Instructions to follow
Arrange the lines of the records as a Markdown table with the columns Number and Record line, starting at the line containing "steel skillet --mode=segment" and running through the end of the records. Number the rows in order and leave out any blank lines.

Records:
Begin

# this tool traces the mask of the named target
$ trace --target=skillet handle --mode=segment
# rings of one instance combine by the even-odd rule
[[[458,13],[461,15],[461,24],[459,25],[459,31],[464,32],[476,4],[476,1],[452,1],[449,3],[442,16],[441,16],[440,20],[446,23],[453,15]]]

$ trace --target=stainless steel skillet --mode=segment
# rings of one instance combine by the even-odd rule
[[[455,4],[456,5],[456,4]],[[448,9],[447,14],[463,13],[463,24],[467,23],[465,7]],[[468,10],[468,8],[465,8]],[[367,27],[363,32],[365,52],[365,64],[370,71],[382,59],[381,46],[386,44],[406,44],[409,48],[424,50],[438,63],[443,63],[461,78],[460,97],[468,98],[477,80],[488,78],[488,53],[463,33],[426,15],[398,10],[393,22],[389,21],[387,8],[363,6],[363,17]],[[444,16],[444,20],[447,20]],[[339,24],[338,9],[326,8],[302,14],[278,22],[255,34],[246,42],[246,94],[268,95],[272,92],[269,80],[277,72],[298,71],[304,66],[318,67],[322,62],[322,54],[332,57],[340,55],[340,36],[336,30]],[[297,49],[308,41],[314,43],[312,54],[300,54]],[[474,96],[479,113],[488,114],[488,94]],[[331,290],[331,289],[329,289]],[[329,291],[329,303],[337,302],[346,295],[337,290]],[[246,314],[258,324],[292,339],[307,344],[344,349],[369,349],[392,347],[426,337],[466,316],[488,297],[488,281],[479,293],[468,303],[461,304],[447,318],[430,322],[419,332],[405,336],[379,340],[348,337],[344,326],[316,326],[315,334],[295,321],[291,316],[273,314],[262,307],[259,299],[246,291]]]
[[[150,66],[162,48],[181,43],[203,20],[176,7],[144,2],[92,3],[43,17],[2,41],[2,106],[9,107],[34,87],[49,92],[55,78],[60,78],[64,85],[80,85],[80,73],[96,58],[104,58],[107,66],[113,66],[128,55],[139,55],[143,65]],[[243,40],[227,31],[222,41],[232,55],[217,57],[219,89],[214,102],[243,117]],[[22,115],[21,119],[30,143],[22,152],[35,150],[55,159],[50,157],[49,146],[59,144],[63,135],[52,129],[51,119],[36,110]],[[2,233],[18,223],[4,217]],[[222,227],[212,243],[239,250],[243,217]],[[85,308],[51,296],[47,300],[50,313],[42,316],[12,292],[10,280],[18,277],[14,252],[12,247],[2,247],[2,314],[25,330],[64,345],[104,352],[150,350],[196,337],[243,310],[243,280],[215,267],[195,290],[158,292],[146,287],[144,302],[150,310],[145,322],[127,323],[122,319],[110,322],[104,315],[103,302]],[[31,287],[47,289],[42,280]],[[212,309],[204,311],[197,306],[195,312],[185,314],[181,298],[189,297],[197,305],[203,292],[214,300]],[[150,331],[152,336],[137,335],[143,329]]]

End

Completed task
| Number | Record line |
|---|---|
| 1 | $ trace --target=stainless steel skillet --mode=segment |
| 2 | # rings of one instance combine by the even-odd rule |
| 3 | [[[455,4],[456,5],[456,4]],[[448,9],[447,14],[463,13],[463,24],[467,23],[465,7]],[[468,10],[468,8],[465,8]],[[367,27],[363,32],[365,52],[365,64],[370,71],[382,59],[381,46],[386,44],[406,44],[409,48],[424,50],[438,63],[443,63],[461,78],[460,97],[468,98],[477,80],[488,78],[488,53],[463,33],[426,15],[398,10],[393,22],[389,21],[387,8],[363,6],[363,17]],[[444,16],[444,20],[447,20]],[[339,24],[338,9],[326,8],[302,14],[278,22],[255,34],[246,42],[246,94],[268,95],[272,92],[269,80],[277,72],[298,71],[304,66],[318,67],[322,62],[322,54],[332,57],[340,55],[340,36],[336,30]],[[297,49],[308,41],[314,43],[312,54],[300,54]],[[474,96],[479,113],[488,114],[488,94]],[[331,290],[331,289],[329,289]],[[329,291],[329,303],[337,302],[346,295],[337,290]],[[246,314],[258,324],[292,339],[307,344],[344,349],[369,349],[392,347],[426,337],[466,316],[488,297],[488,281],[479,293],[468,303],[461,304],[447,318],[430,322],[419,332],[405,336],[379,340],[348,337],[344,326],[316,326],[315,334],[295,321],[291,316],[273,314],[262,307],[259,299],[246,291]]] |
| 4 | [[[150,66],[162,48],[181,43],[203,20],[176,7],[144,2],[92,3],[43,17],[2,41],[2,106],[9,107],[34,87],[49,92],[55,78],[60,78],[64,85],[80,85],[80,73],[96,58],[104,58],[107,66],[113,66],[128,55],[139,55],[143,65]],[[243,40],[227,31],[222,41],[232,55],[217,57],[219,89],[214,102],[243,117]],[[22,115],[21,119],[30,143],[22,152],[35,150],[55,159],[50,157],[49,146],[59,144],[63,135],[52,129],[51,119],[36,110]],[[2,233],[18,223],[4,217]],[[222,227],[212,243],[239,250],[243,217]],[[85,308],[51,296],[47,300],[50,313],[42,316],[12,292],[10,280],[18,277],[14,252],[12,247],[2,247],[2,314],[25,330],[64,345],[104,352],[150,350],[196,337],[243,310],[243,280],[215,267],[195,290],[158,292],[146,287],[144,302],[150,310],[145,322],[127,323],[122,319],[110,322],[104,315],[103,302]],[[31,287],[47,289],[42,280]],[[212,309],[204,311],[197,306],[195,312],[185,314],[181,298],[189,297],[197,305],[203,292],[214,300]],[[150,331],[152,336],[137,335],[143,329]]] |